[Source passage]
From liability to opportunity: How to build food security and nourish growth

How can public institutions, development agencies, investors, researchers, and producers work together to build a food sector that propels economic growth, meets demand, and helps to maintain social stability?

By 2050, the world will need to feed more than nine billion people, requiring nearly 70 percent more food than we consume today. Moreover, an expanding global middle class will demand more meat and other protein-rich foods, while extreme weather could slash yields in important agricultural regions. At the same time, prices of wheat, rice, and a number of other basic food commodities have been rising for a decade (Exhibit). Volatile food prices have repeatedly led to instability—and as the exhibit shows, the volatility continues to increase.

The prices of major food commodities are increasingly volatile.

One issue is that many countries devote resources they cannot afford to short-term approaches, such as subsidies, food and cash transfers, and emergency-relief plans. In such cases, food systems come to be seen as fiscal burdens. Reducing these in favor of strategic investments in the food and agriculture sector could turn such liabilities into sources of economic opportunity.

This is not theory. Some places are perpetually in crisis. Other countries and regions have launched effective transformations that improve food security and resilience and enhance economic opportunity. In countries large and small, rich and poor, wet and arid, a resilient food economy—defined as one that can adapt to change and cope with negative shocks—stands on four building blocks:

  • efficient agricultural production that takes advantage of innovative technologies and practices
  • tailored trade and investment approaches
  • well-functioning domestic markets
  • strategic reserves of food and water

We have reviewed hundreds of indicators to assess a country’s overall food availability, affordability, and quality. Our findings underscore the progress that has been made, as well as the enormous potential to do better. For example, the dozen most productive countries deliver corn yields that are ten times that of the dozen least productive ones. Despite advances in seeds, irrigation, crop protection, and other techniques in more than 20 countries, at least a quarter of the population is chronically undernourished. Countries in sub-Saharan Africa have more than four times the global average of arable land, but because of low productivity, some of them have to use their limited foreign reserves to import a high percentage of food requirements. According to the Economist Intelligence Unit, 28 of 109 countries surveyed had insufficient food stocks to withstand a crisis.
[/Source passage]
[Given entries]
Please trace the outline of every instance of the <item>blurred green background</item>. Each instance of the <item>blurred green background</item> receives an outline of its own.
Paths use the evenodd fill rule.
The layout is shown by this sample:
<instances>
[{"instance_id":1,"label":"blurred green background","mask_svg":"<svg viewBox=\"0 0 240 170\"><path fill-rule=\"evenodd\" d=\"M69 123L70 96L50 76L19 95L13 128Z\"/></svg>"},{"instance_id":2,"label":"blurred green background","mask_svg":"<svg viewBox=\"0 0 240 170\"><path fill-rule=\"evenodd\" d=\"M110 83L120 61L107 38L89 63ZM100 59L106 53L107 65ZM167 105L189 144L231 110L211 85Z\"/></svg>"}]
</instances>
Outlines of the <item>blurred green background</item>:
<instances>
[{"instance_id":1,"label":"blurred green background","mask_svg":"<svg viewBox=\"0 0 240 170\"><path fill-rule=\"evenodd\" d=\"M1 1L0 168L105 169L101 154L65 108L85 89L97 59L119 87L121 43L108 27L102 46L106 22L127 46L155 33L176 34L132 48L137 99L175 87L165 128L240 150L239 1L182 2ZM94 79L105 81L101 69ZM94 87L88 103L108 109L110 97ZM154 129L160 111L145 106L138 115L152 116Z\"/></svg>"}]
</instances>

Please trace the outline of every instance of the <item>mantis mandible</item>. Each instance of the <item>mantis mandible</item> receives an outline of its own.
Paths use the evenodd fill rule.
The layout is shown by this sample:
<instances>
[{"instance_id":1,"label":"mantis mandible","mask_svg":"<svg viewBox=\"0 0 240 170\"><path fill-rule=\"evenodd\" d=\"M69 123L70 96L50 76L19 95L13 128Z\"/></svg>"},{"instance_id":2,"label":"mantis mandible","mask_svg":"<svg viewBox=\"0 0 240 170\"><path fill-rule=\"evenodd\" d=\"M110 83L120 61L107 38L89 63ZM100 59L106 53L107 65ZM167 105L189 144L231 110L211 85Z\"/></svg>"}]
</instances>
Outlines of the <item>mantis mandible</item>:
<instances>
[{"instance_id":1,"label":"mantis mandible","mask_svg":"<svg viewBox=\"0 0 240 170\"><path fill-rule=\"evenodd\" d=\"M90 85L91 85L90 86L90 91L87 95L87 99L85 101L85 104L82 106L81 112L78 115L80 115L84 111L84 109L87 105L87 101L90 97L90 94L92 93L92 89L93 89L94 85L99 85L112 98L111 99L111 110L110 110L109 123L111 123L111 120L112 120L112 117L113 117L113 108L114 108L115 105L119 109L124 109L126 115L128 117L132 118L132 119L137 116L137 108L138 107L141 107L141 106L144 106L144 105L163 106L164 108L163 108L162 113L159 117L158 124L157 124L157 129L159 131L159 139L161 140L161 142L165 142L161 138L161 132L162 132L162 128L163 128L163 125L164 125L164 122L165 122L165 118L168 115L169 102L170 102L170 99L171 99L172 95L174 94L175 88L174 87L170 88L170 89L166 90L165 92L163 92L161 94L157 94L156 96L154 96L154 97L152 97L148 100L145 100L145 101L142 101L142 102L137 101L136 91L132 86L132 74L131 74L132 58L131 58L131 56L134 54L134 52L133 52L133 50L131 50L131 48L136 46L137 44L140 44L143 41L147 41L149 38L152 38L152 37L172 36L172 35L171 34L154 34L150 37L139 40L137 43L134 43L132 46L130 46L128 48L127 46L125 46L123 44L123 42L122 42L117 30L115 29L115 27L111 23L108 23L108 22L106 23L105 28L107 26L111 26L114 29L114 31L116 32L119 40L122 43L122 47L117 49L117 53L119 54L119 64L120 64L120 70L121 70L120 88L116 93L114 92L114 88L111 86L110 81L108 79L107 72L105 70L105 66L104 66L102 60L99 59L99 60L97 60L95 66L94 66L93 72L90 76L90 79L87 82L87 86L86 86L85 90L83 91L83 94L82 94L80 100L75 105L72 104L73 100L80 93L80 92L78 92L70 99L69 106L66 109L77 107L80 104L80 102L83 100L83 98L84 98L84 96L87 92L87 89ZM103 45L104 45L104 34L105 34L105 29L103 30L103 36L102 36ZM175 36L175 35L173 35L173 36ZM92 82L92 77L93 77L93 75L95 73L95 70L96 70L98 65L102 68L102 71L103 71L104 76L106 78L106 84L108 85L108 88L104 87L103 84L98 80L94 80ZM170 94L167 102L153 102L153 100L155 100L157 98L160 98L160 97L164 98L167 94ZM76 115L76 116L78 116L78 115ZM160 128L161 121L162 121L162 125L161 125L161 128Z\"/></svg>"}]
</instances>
[/Given entries]
What this task involves: Resume the food security article after its last sentence, keeping its voice and line of argument.

Task output:
What is required is an “integrated food economy approach”: a cohesive strategy that strengthens the entire food system. This is a complicated topic, and there is no single right answer to define a nation’s ideal food system, but our findings show that many countries do not yet think holistically. Our goal is to present a structured way of thinking about sustainable food systems, including innovative ways to balance scarce natural and financial resources. Certainly some of the innovations will turn out more successful than others, but our main point is that it is worth thinking hard about the food system’s design. Every country can move toward a well-functioning food economy if the public and private sectors work together to plan and invest for the long term.